## WHAT IS NEEDED
The records that follow are to be repeated exactly, in full.

(Collected data)
___

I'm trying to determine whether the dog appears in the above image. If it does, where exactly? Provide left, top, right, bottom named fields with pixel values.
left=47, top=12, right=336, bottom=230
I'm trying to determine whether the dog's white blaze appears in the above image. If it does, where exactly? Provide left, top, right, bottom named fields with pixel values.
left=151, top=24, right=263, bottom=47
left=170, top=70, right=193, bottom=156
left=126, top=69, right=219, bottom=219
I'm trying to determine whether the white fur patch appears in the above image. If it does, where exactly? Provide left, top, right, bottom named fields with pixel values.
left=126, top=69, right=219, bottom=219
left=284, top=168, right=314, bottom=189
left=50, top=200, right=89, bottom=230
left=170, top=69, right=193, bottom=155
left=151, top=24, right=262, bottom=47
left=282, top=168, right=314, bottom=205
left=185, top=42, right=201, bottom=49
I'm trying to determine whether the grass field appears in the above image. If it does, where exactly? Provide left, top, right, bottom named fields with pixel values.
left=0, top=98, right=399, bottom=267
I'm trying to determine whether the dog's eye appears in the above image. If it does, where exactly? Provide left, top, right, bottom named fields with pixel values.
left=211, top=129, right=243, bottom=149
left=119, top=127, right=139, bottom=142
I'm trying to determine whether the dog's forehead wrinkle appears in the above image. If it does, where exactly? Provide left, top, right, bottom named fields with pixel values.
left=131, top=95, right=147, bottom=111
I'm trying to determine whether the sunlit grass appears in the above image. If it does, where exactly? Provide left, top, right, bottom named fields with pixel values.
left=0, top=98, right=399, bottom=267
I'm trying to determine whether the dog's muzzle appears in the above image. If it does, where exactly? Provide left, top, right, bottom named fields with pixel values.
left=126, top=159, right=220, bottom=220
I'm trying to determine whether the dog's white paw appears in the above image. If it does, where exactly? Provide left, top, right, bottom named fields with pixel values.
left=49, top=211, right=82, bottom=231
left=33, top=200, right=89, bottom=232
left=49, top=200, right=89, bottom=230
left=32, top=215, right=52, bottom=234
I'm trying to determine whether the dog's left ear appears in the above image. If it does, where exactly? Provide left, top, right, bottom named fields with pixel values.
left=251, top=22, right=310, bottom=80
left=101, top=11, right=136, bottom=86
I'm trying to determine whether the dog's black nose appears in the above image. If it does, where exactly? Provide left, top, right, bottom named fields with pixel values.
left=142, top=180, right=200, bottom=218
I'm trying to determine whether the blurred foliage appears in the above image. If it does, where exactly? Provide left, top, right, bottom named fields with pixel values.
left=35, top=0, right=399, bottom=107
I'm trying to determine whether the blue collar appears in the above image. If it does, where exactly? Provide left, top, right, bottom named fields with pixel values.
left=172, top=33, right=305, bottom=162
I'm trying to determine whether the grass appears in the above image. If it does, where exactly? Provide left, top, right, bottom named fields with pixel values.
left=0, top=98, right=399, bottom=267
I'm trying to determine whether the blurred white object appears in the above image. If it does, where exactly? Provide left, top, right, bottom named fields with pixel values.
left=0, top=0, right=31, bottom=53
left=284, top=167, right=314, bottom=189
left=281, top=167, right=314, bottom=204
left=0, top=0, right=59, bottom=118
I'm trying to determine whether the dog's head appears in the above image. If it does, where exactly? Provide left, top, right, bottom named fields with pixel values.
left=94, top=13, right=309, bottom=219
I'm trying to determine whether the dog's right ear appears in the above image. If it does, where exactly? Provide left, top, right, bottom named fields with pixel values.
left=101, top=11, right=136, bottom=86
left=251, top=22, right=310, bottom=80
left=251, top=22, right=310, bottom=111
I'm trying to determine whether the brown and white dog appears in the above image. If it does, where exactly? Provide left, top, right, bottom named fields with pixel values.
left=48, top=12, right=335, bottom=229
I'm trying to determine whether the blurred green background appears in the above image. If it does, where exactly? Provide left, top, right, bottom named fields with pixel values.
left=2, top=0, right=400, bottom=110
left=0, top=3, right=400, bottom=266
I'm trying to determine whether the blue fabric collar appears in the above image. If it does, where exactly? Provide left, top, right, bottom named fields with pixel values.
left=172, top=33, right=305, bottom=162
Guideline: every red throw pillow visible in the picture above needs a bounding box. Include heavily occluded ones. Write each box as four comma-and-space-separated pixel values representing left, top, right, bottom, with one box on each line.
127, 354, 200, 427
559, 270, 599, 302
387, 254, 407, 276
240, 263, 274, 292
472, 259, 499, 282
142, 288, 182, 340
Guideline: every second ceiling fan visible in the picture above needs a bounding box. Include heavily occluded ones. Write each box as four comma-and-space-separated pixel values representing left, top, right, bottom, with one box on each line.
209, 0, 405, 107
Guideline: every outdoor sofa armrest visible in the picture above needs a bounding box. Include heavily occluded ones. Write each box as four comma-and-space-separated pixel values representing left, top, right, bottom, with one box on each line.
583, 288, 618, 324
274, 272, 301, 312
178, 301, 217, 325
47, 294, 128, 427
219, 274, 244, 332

___

## ANSWER SECTION
I'm trying to determine whether the dog appears in the above image. If it does, where exactly? Provide left, top, right, bottom named fields with pixel values.
left=47, top=12, right=336, bottom=230
I'm trying to determine whether the dog's white blaze appears in the above image. If it does, where exactly? Provide left, top, right, bottom named fields with pixel values.
left=151, top=24, right=263, bottom=47
left=170, top=70, right=193, bottom=156
left=126, top=69, right=219, bottom=219
I'm trying to determine whether the white fur patch appears in the above image. If it does, where exactly? Provide left, top, right, bottom named fields with pixel values.
left=126, top=69, right=219, bottom=219
left=284, top=168, right=314, bottom=189
left=50, top=200, right=89, bottom=230
left=170, top=69, right=193, bottom=155
left=151, top=24, right=262, bottom=47
left=282, top=168, right=314, bottom=205
left=185, top=42, right=201, bottom=49
I'm trying to determine whether the grass field appears in the above image. If it does, where exactly? Provide left, top, right, bottom named fields with pixel values.
left=0, top=98, right=399, bottom=267
I'm trying to determine whether the dog's eye appears in the above image. If it does, where exactly? Provide left, top, right, bottom named fields with pixel values.
left=211, top=129, right=243, bottom=149
left=119, top=127, right=139, bottom=142
I'm trying to determine whether the dog's forehead wrinkle appears in the above image. If it does, where exactly? Provide left, top, right, bottom named fields with pixel values.
left=131, top=95, right=147, bottom=111
I'm trying to determine whether the sunlit grass appears in the above image. If it does, where exactly? Provide left, top, right, bottom named fields with pixel values.
left=0, top=98, right=399, bottom=267
I'm trying to determine whether the dog's muzzle appears in the above image. If it does, where exactly? Provide left, top, right, bottom named fields with pixel values.
left=126, top=159, right=220, bottom=220
I'm trying to determine whether the dog's white paw appears in the above image. If it does, where exactly? Provide left, top, right, bottom named fields with pixel values.
left=49, top=211, right=82, bottom=231
left=33, top=200, right=89, bottom=232
left=49, top=200, right=89, bottom=230
left=32, top=215, right=52, bottom=234
I'm trying to determine whether the dog's left ear appears in the above image. If it does, where exactly? Provide left, top, right, bottom named fields with pixel values.
left=251, top=22, right=310, bottom=80
left=101, top=11, right=136, bottom=86
I'm trying to determine whether the dog's black nose appears in the above image. If it does, where exactly? Provide left, top, right, bottom named fields with pixel values.
left=142, top=180, right=200, bottom=218
I'm trying to determine whether the blurred foliage appears in the above image. If it does, where exactly? Provide left, top, right, bottom named fields with pixel values.
left=35, top=0, right=399, bottom=107
I'm trying to determine whether the blue collar appears in the above image. If it does, where exactly? Provide left, top, right, bottom named fields with pixel values.
left=172, top=33, right=305, bottom=162
I'm trying to determine whether the grass appears in the above image. If it does, where exactly? Provide left, top, right, bottom named fields with pixel values.
left=0, top=98, right=399, bottom=267
I'm trying to determine whether the blurred white object appears in the above image. If it does, where exactly? Provide left, top, right, bottom named fields with pixel values.
left=0, top=0, right=31, bottom=53
left=284, top=167, right=314, bottom=189
left=281, top=167, right=314, bottom=204
left=0, top=0, right=59, bottom=118
I'm trying to determine whether the dog's head appears in the above image. If it does, where exactly? Provide left, top, right, bottom named fields with pixel values.
left=94, top=13, right=309, bottom=219
I'm trying to determine whether the dog's right ear appears in the above image. If it does, where exactly? Provide left, top, right, bottom named fields with pixel values.
left=101, top=11, right=136, bottom=86
left=251, top=22, right=310, bottom=80
left=251, top=22, right=310, bottom=111
I'm trying to determine whether the brown and white dog appears in the above image. If it does, where exactly? Provide left, top, right, bottom named fields with pixel values.
left=48, top=12, right=335, bottom=229
I'm trying to determine whether the blurred green background appears in the above image. If it does, where exactly? Provide left, top, right, bottom named fields with pixel values.
left=2, top=0, right=400, bottom=110
left=0, top=3, right=400, bottom=266
I'm trying to determine whether the blue fabric collar appears in the above image. If it does, where exactly? Provide left, top, right, bottom named fields with pixel values.
left=172, top=33, right=305, bottom=162
Guideline: every red throw pillow visible in the picture above needs a bounding box. Include heavily occluded ones. Write each box as four comma-and-space-separated pixel values representing left, top, right, bottom, with one box on each line.
127, 354, 200, 427
559, 270, 599, 302
387, 254, 407, 276
240, 263, 274, 292
472, 259, 499, 282
142, 288, 182, 340
Guideline: every second ceiling fan visible in the picture above needs a bounding box. Include heavily occluded ones. Write each box as four comma-and-space-separated pixel values representing left, top, right, bottom, with one box on each line.
209, 0, 405, 107
Guideline: every outdoor sofa armrest visible in the picture above needs a bounding box. Include heavily occluded ones. Write each box as four comma-and-space-separated pixel values representing left, top, right, bottom, with one box on each line.
583, 288, 618, 324
274, 272, 301, 312
178, 301, 217, 325
47, 294, 128, 427
219, 274, 244, 332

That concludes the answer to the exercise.